▸ PROBLEM STATEMENT
Please return each record below exactly, with nothing left out.
# # #
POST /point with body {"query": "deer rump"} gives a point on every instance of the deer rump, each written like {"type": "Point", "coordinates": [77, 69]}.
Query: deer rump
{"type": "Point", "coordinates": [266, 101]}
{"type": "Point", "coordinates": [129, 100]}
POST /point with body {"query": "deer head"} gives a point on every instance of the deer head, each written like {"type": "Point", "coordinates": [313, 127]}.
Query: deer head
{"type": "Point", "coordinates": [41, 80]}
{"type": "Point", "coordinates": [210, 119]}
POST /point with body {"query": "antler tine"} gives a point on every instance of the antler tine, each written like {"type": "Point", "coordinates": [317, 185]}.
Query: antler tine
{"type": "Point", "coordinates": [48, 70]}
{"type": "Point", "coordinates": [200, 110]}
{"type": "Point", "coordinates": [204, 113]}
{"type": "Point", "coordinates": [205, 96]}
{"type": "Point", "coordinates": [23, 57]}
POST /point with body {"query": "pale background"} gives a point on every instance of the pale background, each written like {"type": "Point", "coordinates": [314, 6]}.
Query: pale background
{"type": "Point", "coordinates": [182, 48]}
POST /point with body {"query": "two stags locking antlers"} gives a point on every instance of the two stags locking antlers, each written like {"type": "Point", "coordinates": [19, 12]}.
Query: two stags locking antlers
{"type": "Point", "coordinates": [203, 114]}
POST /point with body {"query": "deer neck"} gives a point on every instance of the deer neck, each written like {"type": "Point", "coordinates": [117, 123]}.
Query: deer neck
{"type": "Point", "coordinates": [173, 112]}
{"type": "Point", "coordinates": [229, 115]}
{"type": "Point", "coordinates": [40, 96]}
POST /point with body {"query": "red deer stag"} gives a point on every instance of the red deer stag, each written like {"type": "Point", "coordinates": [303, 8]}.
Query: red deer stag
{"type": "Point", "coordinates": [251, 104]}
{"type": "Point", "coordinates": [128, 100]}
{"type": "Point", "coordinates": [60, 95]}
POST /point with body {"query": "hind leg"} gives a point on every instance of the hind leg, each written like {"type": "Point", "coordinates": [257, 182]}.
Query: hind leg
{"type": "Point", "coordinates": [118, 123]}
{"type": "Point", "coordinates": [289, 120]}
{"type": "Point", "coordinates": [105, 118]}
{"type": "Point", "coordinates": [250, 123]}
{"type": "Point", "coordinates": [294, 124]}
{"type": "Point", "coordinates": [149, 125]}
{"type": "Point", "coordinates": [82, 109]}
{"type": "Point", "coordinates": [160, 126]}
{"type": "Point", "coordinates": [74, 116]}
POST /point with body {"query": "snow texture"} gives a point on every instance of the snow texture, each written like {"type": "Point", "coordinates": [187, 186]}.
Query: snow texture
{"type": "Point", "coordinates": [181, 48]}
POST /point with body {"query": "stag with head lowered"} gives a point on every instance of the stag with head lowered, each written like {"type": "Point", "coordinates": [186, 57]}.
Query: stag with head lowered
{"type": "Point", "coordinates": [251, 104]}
# # #
▸ EXERCISE OUTPUT
POST /point with body {"query": "deer rump"} gives a point on every instance of the deer rump, each written like {"type": "Point", "coordinates": [77, 69]}.
Query: deer rump
{"type": "Point", "coordinates": [266, 101]}
{"type": "Point", "coordinates": [129, 100]}
POST /point with body {"query": "deer head"} gives a point on every instance of the deer head, each written like {"type": "Point", "coordinates": [313, 127]}.
Query: deer head
{"type": "Point", "coordinates": [41, 80]}
{"type": "Point", "coordinates": [210, 119]}
POST /point with body {"query": "antler tine"} gives a point on every instance of the antler tine, each written like {"type": "Point", "coordinates": [317, 185]}.
Query: antler tine
{"type": "Point", "coordinates": [48, 70]}
{"type": "Point", "coordinates": [200, 110]}
{"type": "Point", "coordinates": [204, 113]}
{"type": "Point", "coordinates": [205, 96]}
{"type": "Point", "coordinates": [23, 57]}
POST /point with body {"query": "pale background"} gives a point on every instance of the pale background, each written like {"type": "Point", "coordinates": [314, 6]}.
Query: pale background
{"type": "Point", "coordinates": [182, 48]}
POST /point with body {"query": "two stags locking antlers"} gives a point on every instance of the two stags locking antlers, each written like {"type": "Point", "coordinates": [19, 12]}.
Query: two stags locking antlers
{"type": "Point", "coordinates": [203, 114]}
POST /point with body {"query": "deer neck"} gives a point on every instance of the deer neck, each written like {"type": "Point", "coordinates": [117, 123]}.
Query: deer neck
{"type": "Point", "coordinates": [173, 112]}
{"type": "Point", "coordinates": [229, 115]}
{"type": "Point", "coordinates": [40, 96]}
POST /point with body {"query": "red deer stag"} gives a point on every instance of the red deer stag, each written like {"type": "Point", "coordinates": [303, 8]}.
Query: red deer stag
{"type": "Point", "coordinates": [251, 104]}
{"type": "Point", "coordinates": [128, 100]}
{"type": "Point", "coordinates": [60, 95]}
POST /point with body {"query": "hind leg"} gives a point on every instance of the hind leg, each written like {"type": "Point", "coordinates": [257, 182]}.
Query: hind leg
{"type": "Point", "coordinates": [118, 123]}
{"type": "Point", "coordinates": [289, 120]}
{"type": "Point", "coordinates": [105, 118]}
{"type": "Point", "coordinates": [250, 123]}
{"type": "Point", "coordinates": [294, 124]}
{"type": "Point", "coordinates": [149, 125]}
{"type": "Point", "coordinates": [82, 109]}
{"type": "Point", "coordinates": [160, 126]}
{"type": "Point", "coordinates": [74, 116]}
POST /point with body {"query": "snow texture"} gives a point on every instance of the snow texture, each written like {"type": "Point", "coordinates": [187, 186]}.
Query: snow texture
{"type": "Point", "coordinates": [181, 48]}
POST /point with body {"query": "stag with head lowered"} gives a point on every instance of the stag with head lowered, each written like {"type": "Point", "coordinates": [186, 57]}.
Query: stag with head lowered
{"type": "Point", "coordinates": [251, 104]}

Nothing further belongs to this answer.